# Start of Exercise material

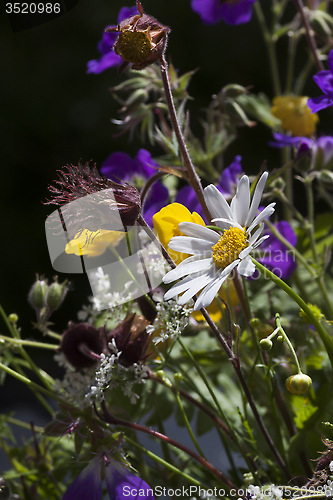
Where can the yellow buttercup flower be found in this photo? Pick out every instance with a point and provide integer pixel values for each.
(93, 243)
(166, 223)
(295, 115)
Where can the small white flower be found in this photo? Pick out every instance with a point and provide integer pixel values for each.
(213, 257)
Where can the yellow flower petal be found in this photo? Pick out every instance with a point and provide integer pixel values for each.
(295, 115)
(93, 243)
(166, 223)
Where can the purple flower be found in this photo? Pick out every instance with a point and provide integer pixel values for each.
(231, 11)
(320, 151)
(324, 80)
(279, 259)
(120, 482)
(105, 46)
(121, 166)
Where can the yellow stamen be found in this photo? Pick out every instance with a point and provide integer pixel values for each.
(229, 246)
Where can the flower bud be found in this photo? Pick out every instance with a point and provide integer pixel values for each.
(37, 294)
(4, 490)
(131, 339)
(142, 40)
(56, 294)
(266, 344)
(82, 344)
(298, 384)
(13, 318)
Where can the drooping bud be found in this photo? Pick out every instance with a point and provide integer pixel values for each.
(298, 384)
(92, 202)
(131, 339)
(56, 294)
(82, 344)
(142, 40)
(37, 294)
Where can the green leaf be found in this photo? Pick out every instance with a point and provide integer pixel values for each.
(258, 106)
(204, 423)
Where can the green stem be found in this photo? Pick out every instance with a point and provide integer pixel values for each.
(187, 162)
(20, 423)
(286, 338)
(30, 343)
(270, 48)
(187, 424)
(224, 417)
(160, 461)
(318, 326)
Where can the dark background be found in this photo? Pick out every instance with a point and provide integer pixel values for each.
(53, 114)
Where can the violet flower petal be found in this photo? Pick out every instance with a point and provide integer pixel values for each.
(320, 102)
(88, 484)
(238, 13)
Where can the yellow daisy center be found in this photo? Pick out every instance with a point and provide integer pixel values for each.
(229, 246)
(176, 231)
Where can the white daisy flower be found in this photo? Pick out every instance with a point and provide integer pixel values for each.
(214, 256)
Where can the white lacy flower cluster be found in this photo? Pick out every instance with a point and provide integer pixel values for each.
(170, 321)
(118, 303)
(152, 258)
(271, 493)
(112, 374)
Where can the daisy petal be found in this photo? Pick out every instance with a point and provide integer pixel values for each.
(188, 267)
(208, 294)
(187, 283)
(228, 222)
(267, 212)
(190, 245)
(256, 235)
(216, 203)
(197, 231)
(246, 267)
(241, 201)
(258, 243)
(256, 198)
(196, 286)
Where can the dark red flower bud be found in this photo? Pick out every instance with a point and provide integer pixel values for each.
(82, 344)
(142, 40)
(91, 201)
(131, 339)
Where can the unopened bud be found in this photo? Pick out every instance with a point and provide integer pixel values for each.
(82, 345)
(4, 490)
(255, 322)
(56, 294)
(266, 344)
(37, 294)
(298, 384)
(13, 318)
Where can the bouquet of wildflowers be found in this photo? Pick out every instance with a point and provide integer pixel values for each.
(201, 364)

# End of Exercise material
# Start of Exercise material

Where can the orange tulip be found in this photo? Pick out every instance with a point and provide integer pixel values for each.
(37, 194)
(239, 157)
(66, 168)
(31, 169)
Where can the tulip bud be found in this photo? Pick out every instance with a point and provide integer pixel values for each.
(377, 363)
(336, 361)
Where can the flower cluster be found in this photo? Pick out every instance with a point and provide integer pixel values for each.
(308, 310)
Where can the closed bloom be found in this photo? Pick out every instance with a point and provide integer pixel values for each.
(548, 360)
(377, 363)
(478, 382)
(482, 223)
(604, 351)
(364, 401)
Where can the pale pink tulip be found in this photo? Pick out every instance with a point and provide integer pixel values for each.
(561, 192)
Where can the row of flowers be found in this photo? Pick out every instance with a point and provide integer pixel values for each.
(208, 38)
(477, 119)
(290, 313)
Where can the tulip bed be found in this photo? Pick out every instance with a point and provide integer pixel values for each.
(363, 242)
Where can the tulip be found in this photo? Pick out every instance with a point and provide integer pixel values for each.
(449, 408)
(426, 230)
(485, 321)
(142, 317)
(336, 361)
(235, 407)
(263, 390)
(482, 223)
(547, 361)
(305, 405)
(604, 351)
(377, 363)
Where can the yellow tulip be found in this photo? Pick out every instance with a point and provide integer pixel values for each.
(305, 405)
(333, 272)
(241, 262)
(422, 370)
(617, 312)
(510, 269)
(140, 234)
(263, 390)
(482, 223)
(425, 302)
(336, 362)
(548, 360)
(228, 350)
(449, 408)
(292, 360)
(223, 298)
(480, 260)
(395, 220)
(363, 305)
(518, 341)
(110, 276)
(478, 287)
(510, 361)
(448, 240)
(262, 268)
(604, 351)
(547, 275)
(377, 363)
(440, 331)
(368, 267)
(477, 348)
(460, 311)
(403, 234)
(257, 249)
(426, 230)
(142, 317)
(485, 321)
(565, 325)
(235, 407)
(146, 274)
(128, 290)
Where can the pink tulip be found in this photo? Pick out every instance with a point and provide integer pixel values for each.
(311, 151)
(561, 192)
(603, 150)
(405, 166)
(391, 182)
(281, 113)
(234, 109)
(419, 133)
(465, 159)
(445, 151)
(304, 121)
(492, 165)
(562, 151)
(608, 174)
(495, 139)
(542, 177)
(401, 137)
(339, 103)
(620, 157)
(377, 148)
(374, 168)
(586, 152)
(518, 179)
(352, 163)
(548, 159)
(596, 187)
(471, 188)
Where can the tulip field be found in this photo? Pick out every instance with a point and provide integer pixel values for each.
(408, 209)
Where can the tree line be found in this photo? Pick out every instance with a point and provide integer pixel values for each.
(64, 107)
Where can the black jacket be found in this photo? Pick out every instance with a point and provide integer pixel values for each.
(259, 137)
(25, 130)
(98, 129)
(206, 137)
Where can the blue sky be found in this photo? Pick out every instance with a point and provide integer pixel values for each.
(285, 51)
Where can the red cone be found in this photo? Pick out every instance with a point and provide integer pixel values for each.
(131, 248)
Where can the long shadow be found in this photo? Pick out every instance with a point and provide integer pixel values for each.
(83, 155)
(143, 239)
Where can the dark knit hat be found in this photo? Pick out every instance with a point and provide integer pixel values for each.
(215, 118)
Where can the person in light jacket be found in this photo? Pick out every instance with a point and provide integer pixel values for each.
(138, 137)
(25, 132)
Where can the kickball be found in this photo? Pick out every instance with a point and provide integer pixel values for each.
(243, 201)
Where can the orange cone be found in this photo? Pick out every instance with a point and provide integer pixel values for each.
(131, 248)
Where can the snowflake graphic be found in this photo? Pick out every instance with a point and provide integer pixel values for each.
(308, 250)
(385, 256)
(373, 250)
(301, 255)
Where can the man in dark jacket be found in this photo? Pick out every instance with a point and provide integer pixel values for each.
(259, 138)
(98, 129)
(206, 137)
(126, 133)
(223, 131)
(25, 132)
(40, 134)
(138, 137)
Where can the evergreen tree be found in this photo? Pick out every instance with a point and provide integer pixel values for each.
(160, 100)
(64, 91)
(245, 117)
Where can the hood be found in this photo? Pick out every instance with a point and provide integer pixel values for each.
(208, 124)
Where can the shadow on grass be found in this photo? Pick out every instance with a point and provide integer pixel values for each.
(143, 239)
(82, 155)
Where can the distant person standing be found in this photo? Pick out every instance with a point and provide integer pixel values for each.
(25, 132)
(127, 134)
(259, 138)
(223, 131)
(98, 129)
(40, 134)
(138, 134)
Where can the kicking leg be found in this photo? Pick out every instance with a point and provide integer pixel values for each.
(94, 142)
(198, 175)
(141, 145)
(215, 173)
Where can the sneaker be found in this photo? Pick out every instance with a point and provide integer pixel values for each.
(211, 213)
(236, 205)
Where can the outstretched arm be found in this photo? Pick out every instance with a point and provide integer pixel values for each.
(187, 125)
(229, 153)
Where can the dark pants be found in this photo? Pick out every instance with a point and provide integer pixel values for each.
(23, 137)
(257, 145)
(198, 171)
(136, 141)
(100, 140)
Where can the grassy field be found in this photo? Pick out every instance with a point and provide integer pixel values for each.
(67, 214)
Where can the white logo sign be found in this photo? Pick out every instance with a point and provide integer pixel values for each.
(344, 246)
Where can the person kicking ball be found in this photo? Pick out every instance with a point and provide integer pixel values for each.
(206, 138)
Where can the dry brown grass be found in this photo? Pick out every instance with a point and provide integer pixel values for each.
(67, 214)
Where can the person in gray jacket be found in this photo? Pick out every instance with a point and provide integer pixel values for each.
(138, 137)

# End of Exercise material

Gather every line of the data above that contains the word "cluster" and copy each of those lines in full.

Where can the white lacy flower cluster be found in this photo? Pick out every instance with a point and provide integer pixel values for each.
Where can the flower cluster be found in this photo? Pick out every instance with a point and provide integer pixel values for each.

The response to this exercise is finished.